WHAT IS ASKED:
• a. According to the article on Kulbhushan Jadhav, how many times had India reportedly approached the Pakistani Foreign Ministry by the end of March?
• b. Please translate this sentence from the article on Kulbhushan Jadhav into Spanish: "The MEA accusation that consular access should have been given is tenable only if the trial had been conducted through civilian courts."

Mainstream, VOL LV No 18, New Delhi, April 22, 2017
India should make a last-ditch effort to save Kulbhushan Jadhav from execution
Monday 24 April 2017, by
The government will need to go beyond self-righteous displays of ‘muscular diplomacy’ to save the brave officer.
The death sentence handed down to former Indian Navy Commander Kulbhushan Sudhir Jadhav through Field General Court Martial in Pakistan seems to have taken the Indian establishment by surprise.
The Ministry of External Affairs has been making demarches to the Pakistani authorities repeatedly, seeking consular access to Jadhav. As of end-March, we reportedly approached the Pakistani Foreign Ministry not less than 13 times in this regard. Our records are meticulously kept, for sure.
However, the Court Martial route provides for in-camera trial and absolves Pakistan of the requirement to provide consular access. International law has no real bearing on the situation in hand.
The MEA accusation that consular access should have been given is tenable only if the trial had been conducted through civilian courts.
The Court Martial trial procedure is well laid out under the Pakistan Military Act of 1952 and, in turn, it is derived from British military laws and is consistent with international practices.

Records from a data source
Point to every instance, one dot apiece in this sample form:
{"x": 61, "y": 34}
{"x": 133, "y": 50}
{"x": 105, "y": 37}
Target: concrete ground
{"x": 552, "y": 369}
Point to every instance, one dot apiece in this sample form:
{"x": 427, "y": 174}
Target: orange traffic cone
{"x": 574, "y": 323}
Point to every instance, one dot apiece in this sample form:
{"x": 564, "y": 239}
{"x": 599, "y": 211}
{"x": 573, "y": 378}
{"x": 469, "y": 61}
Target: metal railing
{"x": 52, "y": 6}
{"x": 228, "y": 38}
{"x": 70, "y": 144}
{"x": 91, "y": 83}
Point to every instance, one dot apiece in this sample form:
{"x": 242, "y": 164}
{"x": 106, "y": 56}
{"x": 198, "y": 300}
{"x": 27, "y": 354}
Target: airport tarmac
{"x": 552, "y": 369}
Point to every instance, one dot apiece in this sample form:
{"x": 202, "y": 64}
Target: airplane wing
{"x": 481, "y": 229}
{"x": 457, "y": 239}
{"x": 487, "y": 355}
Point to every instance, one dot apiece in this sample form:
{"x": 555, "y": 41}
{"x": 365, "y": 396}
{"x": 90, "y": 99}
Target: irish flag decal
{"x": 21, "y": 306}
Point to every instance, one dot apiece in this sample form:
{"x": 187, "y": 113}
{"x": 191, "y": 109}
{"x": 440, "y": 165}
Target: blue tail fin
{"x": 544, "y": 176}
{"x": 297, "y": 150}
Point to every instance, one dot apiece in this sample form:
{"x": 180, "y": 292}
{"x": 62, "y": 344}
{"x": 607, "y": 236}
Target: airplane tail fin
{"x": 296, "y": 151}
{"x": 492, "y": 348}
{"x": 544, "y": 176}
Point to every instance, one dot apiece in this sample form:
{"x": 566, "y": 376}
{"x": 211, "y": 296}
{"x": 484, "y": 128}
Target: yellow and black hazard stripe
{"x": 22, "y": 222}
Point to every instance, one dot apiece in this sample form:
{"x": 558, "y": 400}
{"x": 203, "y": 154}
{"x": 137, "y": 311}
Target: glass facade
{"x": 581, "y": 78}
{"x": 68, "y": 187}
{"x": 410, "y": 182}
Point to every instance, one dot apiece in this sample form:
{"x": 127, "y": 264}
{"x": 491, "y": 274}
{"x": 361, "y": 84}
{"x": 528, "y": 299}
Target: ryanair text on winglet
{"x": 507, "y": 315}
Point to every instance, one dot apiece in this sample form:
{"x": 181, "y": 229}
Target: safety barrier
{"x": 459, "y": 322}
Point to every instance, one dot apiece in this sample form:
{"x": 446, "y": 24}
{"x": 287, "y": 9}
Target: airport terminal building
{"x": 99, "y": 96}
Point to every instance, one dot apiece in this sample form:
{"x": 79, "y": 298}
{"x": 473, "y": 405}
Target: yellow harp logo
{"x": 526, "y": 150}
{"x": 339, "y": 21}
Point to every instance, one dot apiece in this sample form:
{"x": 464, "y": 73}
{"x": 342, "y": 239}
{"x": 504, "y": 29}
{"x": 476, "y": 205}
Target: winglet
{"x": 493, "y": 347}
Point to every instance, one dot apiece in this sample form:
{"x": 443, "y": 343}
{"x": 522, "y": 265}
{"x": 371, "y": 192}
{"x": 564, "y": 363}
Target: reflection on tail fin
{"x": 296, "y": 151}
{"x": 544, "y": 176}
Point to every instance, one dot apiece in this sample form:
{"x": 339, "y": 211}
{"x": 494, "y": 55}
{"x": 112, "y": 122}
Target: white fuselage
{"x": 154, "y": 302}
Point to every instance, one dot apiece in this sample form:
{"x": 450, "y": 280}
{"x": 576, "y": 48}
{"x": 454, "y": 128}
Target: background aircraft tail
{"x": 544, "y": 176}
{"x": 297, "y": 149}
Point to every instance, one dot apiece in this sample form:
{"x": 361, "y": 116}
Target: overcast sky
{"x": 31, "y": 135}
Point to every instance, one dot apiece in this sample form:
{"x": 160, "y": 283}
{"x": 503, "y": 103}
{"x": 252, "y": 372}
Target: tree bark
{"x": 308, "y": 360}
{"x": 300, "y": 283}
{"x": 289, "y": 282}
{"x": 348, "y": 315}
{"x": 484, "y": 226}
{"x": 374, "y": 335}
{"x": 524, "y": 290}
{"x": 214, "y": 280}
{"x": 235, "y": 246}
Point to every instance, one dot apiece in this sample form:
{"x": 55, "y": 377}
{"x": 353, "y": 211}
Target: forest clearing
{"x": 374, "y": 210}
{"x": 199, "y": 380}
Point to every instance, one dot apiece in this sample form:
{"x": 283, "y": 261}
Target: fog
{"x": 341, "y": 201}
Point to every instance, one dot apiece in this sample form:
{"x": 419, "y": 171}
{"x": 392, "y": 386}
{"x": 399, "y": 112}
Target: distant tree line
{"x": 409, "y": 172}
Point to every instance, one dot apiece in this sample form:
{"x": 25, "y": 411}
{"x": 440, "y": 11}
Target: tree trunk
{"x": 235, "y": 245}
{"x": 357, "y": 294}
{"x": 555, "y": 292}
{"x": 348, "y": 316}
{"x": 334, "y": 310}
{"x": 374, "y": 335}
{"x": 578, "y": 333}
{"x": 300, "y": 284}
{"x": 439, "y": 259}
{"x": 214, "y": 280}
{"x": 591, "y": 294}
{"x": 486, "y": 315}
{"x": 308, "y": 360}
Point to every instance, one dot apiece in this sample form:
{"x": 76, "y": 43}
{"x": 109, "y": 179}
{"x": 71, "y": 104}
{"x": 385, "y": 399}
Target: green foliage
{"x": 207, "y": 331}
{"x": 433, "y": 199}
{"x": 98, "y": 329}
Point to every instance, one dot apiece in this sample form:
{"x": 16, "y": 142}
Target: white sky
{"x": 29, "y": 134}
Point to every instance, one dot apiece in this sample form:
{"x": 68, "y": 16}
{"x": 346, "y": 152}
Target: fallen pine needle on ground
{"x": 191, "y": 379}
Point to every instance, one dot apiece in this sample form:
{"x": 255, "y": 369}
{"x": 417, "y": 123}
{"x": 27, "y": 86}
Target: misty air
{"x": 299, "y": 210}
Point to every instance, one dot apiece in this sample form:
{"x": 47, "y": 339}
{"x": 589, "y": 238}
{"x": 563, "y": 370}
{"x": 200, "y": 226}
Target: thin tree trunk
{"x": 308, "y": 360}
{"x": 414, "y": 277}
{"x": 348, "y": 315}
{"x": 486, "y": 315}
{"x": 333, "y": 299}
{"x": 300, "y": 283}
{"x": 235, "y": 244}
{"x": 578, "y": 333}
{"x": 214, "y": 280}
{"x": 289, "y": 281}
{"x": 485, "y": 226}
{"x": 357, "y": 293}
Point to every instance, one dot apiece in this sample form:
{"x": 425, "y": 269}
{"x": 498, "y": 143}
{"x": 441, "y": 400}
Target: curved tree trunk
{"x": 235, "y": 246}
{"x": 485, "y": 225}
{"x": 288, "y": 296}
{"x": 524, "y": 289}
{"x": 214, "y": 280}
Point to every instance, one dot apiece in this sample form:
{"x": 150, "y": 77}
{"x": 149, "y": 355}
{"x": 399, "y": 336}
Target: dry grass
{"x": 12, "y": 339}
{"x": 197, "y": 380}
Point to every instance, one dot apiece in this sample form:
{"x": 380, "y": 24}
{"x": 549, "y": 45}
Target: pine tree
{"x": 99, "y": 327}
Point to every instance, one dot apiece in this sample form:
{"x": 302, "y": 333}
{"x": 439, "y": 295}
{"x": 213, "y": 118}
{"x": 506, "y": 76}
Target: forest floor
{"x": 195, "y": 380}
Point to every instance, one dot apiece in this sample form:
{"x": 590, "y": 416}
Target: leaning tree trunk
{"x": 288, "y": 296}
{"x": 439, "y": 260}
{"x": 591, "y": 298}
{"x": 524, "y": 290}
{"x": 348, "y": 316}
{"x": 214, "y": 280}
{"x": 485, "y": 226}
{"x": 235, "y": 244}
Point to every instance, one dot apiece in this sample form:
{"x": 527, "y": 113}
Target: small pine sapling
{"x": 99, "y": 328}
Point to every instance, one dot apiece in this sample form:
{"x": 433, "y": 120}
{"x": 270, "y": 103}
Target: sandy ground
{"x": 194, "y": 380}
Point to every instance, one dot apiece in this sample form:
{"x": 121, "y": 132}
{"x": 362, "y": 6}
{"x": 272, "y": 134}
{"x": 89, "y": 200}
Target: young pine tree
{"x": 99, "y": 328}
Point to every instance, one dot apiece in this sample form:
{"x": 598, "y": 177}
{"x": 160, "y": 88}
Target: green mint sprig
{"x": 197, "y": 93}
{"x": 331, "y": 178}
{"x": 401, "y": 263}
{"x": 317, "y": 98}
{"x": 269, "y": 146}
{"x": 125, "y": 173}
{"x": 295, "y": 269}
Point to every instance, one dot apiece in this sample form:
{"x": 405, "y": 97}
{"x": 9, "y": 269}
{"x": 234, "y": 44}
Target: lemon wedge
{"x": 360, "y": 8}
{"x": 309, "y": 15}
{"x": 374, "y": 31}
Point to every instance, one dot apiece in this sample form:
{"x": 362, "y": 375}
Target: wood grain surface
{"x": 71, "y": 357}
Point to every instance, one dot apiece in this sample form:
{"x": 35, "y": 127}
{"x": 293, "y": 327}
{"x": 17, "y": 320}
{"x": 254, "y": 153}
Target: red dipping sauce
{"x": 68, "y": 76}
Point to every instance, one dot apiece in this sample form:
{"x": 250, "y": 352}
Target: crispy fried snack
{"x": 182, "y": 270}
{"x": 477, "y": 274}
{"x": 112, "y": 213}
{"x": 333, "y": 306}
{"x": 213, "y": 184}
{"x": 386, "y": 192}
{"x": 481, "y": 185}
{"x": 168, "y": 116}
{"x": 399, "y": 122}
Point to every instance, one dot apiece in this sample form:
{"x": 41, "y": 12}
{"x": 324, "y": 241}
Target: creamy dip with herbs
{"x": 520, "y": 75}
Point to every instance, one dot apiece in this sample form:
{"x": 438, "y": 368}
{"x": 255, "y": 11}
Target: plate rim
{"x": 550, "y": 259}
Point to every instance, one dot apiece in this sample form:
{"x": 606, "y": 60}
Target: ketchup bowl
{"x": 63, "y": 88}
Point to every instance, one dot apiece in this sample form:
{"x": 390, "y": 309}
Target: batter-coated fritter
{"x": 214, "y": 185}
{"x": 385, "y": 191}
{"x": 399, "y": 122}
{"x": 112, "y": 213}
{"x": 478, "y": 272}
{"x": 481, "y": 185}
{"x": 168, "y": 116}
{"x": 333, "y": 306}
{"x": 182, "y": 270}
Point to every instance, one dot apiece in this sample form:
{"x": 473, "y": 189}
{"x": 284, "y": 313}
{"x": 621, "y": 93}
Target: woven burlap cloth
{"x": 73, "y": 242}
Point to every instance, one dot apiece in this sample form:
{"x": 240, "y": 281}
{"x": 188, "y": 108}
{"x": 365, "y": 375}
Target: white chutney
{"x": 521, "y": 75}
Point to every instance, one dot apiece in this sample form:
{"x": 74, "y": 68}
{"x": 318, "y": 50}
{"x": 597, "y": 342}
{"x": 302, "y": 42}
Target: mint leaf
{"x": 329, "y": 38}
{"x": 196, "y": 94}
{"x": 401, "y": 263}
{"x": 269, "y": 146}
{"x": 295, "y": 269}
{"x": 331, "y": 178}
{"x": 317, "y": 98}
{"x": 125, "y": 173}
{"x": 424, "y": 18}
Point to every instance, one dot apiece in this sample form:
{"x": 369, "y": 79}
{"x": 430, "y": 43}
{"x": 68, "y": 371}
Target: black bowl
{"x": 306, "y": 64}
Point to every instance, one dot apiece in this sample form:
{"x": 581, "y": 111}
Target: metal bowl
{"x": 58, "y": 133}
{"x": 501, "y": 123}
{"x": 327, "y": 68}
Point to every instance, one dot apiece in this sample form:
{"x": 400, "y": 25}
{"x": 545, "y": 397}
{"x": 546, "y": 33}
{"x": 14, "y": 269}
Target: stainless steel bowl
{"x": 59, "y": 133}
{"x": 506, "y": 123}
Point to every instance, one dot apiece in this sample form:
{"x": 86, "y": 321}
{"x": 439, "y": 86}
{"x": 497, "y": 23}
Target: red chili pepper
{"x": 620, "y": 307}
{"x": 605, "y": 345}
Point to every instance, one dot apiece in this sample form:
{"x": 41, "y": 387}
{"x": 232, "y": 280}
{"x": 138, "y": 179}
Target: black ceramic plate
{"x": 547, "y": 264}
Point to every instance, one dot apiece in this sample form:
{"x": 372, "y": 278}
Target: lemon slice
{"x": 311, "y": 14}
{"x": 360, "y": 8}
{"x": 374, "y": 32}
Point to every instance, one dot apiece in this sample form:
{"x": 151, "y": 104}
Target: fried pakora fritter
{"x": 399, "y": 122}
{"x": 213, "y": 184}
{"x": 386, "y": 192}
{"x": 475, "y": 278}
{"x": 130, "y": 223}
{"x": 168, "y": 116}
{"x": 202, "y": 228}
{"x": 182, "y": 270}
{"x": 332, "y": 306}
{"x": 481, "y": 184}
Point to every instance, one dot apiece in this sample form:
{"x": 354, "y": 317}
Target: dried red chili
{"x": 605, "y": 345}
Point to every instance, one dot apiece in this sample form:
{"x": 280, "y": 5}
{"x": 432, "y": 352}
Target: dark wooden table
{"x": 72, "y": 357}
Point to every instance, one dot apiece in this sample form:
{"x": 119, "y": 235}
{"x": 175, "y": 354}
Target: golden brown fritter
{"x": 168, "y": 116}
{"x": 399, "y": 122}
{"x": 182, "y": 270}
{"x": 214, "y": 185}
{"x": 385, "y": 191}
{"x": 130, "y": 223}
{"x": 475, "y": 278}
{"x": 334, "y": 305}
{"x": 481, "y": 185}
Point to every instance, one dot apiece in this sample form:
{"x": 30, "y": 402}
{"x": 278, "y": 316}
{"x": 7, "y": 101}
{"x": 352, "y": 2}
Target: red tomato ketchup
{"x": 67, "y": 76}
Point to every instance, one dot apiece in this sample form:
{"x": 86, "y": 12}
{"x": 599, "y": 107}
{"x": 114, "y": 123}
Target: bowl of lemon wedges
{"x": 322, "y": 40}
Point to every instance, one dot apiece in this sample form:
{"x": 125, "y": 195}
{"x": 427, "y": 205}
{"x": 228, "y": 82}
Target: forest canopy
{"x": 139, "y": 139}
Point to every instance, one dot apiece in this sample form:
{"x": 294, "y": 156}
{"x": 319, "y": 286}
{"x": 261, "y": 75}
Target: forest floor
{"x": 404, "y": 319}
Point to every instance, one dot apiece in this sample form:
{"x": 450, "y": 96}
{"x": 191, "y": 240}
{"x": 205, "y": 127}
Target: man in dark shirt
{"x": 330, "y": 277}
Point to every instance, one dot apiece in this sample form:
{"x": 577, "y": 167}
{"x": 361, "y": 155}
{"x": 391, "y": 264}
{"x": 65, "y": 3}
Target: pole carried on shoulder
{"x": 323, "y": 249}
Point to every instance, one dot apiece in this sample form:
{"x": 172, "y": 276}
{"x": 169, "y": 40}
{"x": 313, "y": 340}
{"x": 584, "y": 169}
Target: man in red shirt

SET OF ANSWERS:
• a. Not less than 13 times.

• b. La acusación del MEA de que debería haberse concedido el acceso consular solo es sostenible si el juicio se hubiera celebrado ante tribunales civiles.